── EXTRACTED MATERIAL

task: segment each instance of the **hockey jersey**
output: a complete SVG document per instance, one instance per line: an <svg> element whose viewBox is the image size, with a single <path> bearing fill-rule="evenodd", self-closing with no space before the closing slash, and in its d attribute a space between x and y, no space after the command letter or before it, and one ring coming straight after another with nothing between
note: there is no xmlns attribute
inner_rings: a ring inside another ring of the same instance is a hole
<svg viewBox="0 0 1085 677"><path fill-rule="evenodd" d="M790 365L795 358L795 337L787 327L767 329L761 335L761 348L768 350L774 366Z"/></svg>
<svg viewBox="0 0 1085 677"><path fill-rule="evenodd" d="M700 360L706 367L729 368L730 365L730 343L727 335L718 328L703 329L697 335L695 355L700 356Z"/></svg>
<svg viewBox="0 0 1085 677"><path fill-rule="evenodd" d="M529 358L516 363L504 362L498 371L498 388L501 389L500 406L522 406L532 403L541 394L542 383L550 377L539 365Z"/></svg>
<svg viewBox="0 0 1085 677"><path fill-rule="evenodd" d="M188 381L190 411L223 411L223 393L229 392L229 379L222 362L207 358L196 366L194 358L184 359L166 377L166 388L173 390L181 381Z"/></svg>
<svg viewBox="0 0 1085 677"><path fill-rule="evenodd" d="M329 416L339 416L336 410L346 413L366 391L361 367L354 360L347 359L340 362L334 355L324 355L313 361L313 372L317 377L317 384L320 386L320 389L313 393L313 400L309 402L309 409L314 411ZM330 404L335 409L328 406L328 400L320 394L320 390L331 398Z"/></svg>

────
── EXTRACTED MATERIAL

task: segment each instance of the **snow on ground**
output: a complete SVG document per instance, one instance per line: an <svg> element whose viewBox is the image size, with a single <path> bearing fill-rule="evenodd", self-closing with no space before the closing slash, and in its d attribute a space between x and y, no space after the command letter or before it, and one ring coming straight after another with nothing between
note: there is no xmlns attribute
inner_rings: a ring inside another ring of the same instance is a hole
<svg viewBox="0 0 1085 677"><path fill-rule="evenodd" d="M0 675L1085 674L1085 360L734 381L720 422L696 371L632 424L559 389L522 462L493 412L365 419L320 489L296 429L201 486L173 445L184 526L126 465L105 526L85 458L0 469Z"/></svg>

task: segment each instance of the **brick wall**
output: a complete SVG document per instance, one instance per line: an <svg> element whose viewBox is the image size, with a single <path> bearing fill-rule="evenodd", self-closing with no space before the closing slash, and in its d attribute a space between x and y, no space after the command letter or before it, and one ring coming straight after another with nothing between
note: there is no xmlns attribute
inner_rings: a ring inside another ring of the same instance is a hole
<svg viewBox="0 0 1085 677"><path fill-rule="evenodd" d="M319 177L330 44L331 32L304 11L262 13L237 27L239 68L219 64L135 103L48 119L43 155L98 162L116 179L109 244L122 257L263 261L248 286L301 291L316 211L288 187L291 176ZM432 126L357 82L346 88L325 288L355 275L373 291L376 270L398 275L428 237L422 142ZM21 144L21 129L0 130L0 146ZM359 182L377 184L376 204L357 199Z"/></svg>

────
── EXTRACTED MATERIAL

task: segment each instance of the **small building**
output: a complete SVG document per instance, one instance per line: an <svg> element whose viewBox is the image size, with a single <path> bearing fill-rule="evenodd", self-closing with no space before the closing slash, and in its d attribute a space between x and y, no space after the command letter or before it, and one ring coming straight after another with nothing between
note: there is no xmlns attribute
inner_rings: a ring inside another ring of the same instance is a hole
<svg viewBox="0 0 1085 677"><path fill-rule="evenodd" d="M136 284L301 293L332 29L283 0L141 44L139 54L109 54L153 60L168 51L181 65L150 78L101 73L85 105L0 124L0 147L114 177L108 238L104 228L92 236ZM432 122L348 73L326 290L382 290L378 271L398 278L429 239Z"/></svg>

────

Print the material from the line containing "task: segment each instance of the **brick" through the line containing "177L330 44L331 32L304", inclusive, reproducing each line verbatim.

task: segment each instance of the **brick wall**
output: a complete SVG document per instance, one instance per line: an <svg> element whose viewBox is the image size, with a single <path> bearing fill-rule="evenodd", self-closing with no space before the closing slash, and in its d attribute a space between x and y, no space after the command letter or before it, and one ring coming straight after another with nothing between
note: there is no xmlns attribute
inner_rings: a ring inside another ring of the same instance is a hole
<svg viewBox="0 0 1085 677"><path fill-rule="evenodd" d="M319 177L330 44L331 32L304 11L262 13L237 27L239 68L219 64L135 103L48 119L43 155L98 162L116 179L109 244L122 257L263 261L248 286L301 291L316 211L288 187L291 176ZM432 126L357 82L346 88L325 288L355 275L373 291L376 270L398 275L428 237L422 142ZM21 144L21 129L0 130L0 146ZM359 182L377 184L376 204L357 199Z"/></svg>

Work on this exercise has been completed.